**Directives:**
**1.** In the lexer assignment text, why does the code serialize the tokens? Answer in one to three sentences.
**2.** Carry on the lexer assignment text from its last sentence.

**Text provided:**
Programming assignments 2 through 5 will direct you to design and build an interpreter for Cool. Each assignment will cover one component of the interpreter: lexical analysis, parsing, semantic analysis, and operational semantics. Each assignment will ultimately result in a working interpreter phase which can interface with the other phases.

For this assignment, you will be programming in Java and performing lexical analysis.

You may work in a team of two people for this assignment. You may work in a team for any or all subsequent programming assignments. You do not need to keep the same teammate. The course staff are not responsible for finding you a willing teammate.

Goal

For this assignment you will write a lexical analyzer, also called a scanner, using a lexical analyzer generator. You will describe the set of tokens for Cool in an appropriate input format and the analyzer generator will generate actual code. You will then write additional code to serialize the tokens for use by later interpreter stages.

Specification

You must create four artifacts:

  1. A Java program that takes a single command-line argument (e.g., file.cl). That argument will be an ASCII text Cool source file. Your program must either indicate that there is an error in the input (e.g., a malformed string) or emit file.cl-lex, a serialized list of Cool tokens. Your program's main lexer component must be constructed by a lexical analyzer generator. The "glue code" for processing command-line arguments and serializing tokens should be written by hand. If your main function is in the Main class, invoking java Main file.cl should yield the same output as cool --lex file.cl. Your program will consist of a number of Java files.
  2. A plain ASCII text file called readme.txt describing your design decisions and choice of test cases. See the grading rubric. A few paragraphs should suffice.
  3. A plain ASCII text file called references.txt providing a citation for each resource you used (excluding class notes, and assigned readings) to complete the assignment. For example, if you found a Stack Overflow answer helpful, provide a link to it. Additionally, provide a brief description of how the resource helped you.
  4. Testcases good.cl and bad.cl. The first should lex correctly and yield a sequence of tokens. The second should contain an error.

You must use JFlex (or a similar tool or library). Do not write your entire lexer by hand. Parts of it must be tool-generated from regular expressions you provide.

Line Numbers

The first line in a file is line 1. Each successive '\n' newline character increments the line count. Your lexer is responsible for keeping track of the current line number.

Error Reporting

To report an error, write the string

ERROR: line_number: Lexer: message

to standard output and terminate the program. You may write whatever you want in the message, but it should be fairly indicative.

(Entries from a dataset)

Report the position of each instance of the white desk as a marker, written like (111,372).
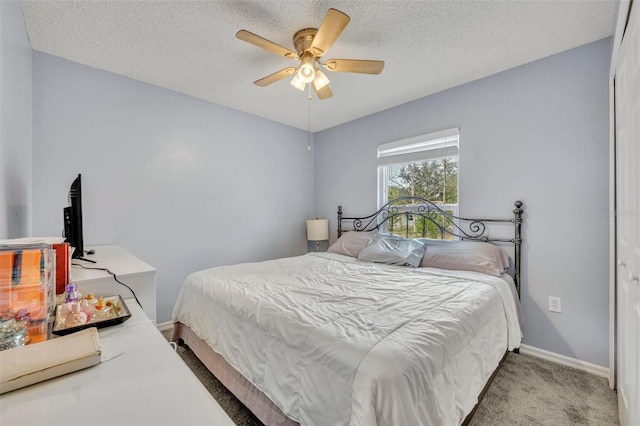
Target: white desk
(129,269)
(147,384)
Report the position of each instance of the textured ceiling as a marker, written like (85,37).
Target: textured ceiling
(427,46)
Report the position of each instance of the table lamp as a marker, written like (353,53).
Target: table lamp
(317,231)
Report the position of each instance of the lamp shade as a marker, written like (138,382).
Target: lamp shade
(317,229)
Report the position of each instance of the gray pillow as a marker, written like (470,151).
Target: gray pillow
(393,251)
(350,243)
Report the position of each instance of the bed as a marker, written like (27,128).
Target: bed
(380,330)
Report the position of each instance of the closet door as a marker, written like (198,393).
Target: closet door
(627,122)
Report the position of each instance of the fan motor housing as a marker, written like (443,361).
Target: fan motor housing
(302,40)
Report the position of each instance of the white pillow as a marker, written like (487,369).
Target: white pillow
(474,256)
(350,243)
(393,251)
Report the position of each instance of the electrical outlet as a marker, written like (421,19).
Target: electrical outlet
(555,305)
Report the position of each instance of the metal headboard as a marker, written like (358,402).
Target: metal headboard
(429,212)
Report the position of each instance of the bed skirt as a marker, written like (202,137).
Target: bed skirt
(254,399)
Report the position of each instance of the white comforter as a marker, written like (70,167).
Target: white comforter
(332,340)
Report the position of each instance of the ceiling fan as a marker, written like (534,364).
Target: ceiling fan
(311,44)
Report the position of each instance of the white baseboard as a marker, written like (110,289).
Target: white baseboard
(163,326)
(565,360)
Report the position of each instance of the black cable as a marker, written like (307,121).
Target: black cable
(114,277)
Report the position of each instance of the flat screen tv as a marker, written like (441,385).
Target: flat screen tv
(73,220)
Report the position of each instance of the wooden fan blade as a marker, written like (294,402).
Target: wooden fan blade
(262,42)
(332,26)
(324,93)
(354,65)
(276,76)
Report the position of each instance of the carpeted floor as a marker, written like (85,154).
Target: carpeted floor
(526,391)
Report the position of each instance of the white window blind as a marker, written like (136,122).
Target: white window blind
(442,144)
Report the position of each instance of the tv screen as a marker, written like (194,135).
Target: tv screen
(73,219)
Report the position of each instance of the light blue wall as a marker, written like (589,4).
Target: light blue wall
(182,183)
(15,122)
(538,133)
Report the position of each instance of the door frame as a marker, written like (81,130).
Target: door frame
(624,7)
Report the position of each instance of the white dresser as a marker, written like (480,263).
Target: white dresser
(141,381)
(132,271)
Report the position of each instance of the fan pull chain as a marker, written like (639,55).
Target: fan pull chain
(309,120)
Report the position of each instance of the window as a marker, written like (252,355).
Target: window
(423,166)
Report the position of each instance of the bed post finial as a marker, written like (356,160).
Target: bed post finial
(517,220)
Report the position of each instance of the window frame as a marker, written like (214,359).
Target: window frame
(414,150)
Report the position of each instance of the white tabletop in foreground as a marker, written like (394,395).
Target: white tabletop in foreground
(141,381)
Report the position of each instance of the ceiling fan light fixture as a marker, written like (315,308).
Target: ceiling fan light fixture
(320,81)
(307,70)
(297,83)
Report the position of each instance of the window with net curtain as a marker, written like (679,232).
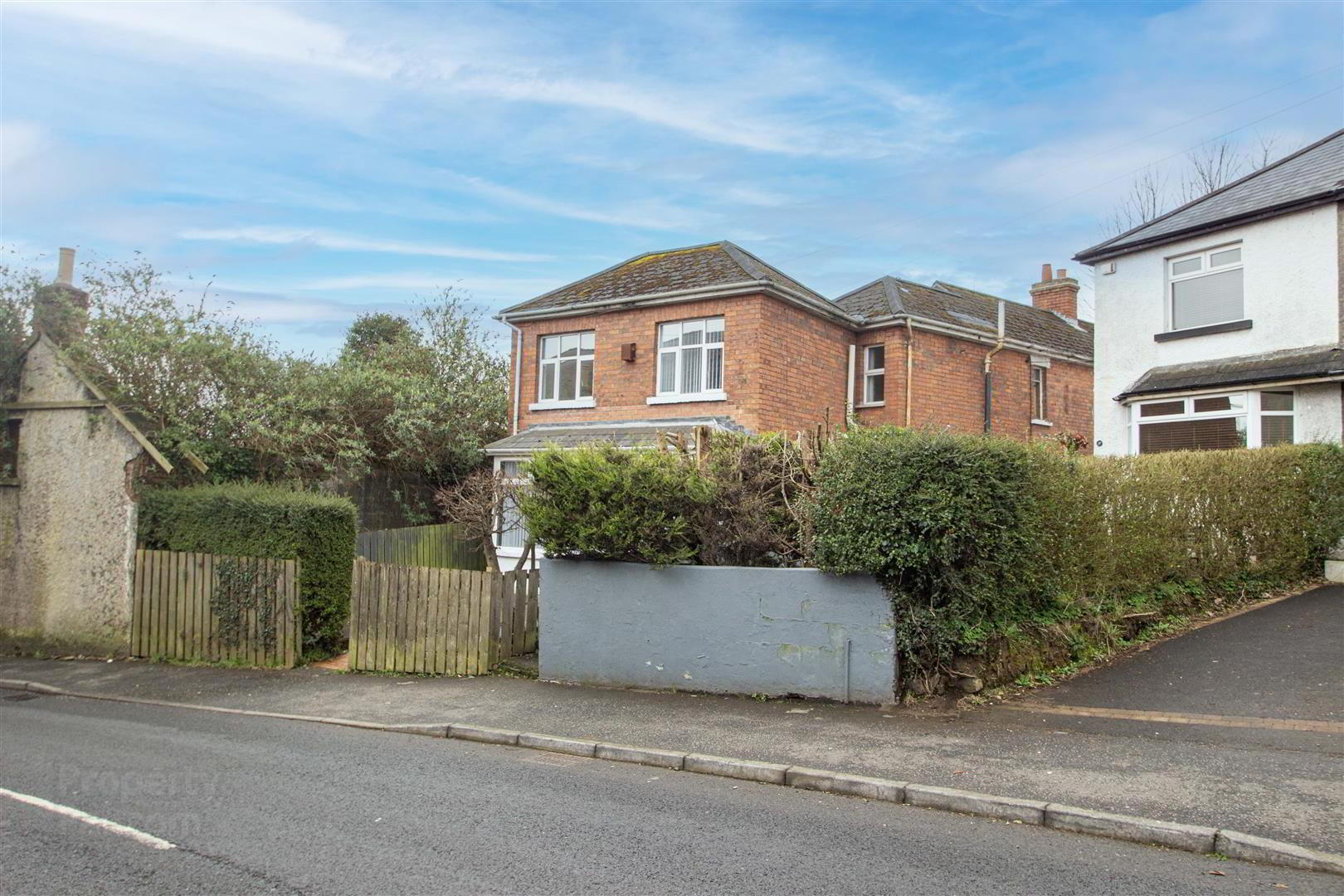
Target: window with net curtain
(566,368)
(1214,422)
(509,531)
(691,358)
(1205,288)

**Answer list:**
**1.** The tokens are serialized so that later stages of the Cool interpreter can use them. The program writes this serialized list of Cool tokens to file.cl-lex.

**2.**
Example erroneous input:
Backslash not allowed \
Example error report output:
ERROR: 1: Lexer: invalid character: \

The .cl-lex File Format

If there are no errors in file.cl your program should create file.cl-lex and serialize the tokens to it. Each token is represented by a pair (or triplet) of lines. The first line holds the line number. The second line gives the name of the token. The optional third line holds additional information (i.e., the lexeme) for identifiers, integers, strings and types. For example, for an integer token the third line should contain the decimal integer value.

Example input:
Backslash not
   allowed
Corresponding .cl-lex output:
1
type
Backslash
1
not
2
identifier
allowed

The official list of token names is:

In general the intended token is evident. For the more exotic names:

The .cl-lex file format is exactly the same as the one generated by the reference compiler when you specify --lex. In addition, the reference compiler (and your upcoming PA3 parser!) will read .cl-lex files instead of .cl files.

Lexical Analyzer Generators

You must use a lexical analyzer generator or similar library for this assignment. In class, we discuss JFlex, a lexical analyzer generator for Java. You will find the documentation to be particularly helpful. Because you are producing a Java program for this assignment, it is highly encouraged that you use JFlex.

For your reference, there exist similar tools for other programming languages:

All of these lexical analyzer generators are derived from lex (or flex), the original lexical analyzer generator for C. Thus you may find it handy to refer to the Lex paper or the Flex manual. When you're reading, mentally translate the C code references.

Commentary

You can do basic testing with something like the following:

Example testing
$ cool --out reference --lex file.cl
$ jflex lexer.flex
$ javac Main.java
$ java Main file.cl
$ diff -b -B -E -w file.cl-lex reference.cl-lex

You may find the reference compiler's --unlex option useful for debugging your .cl-lex files.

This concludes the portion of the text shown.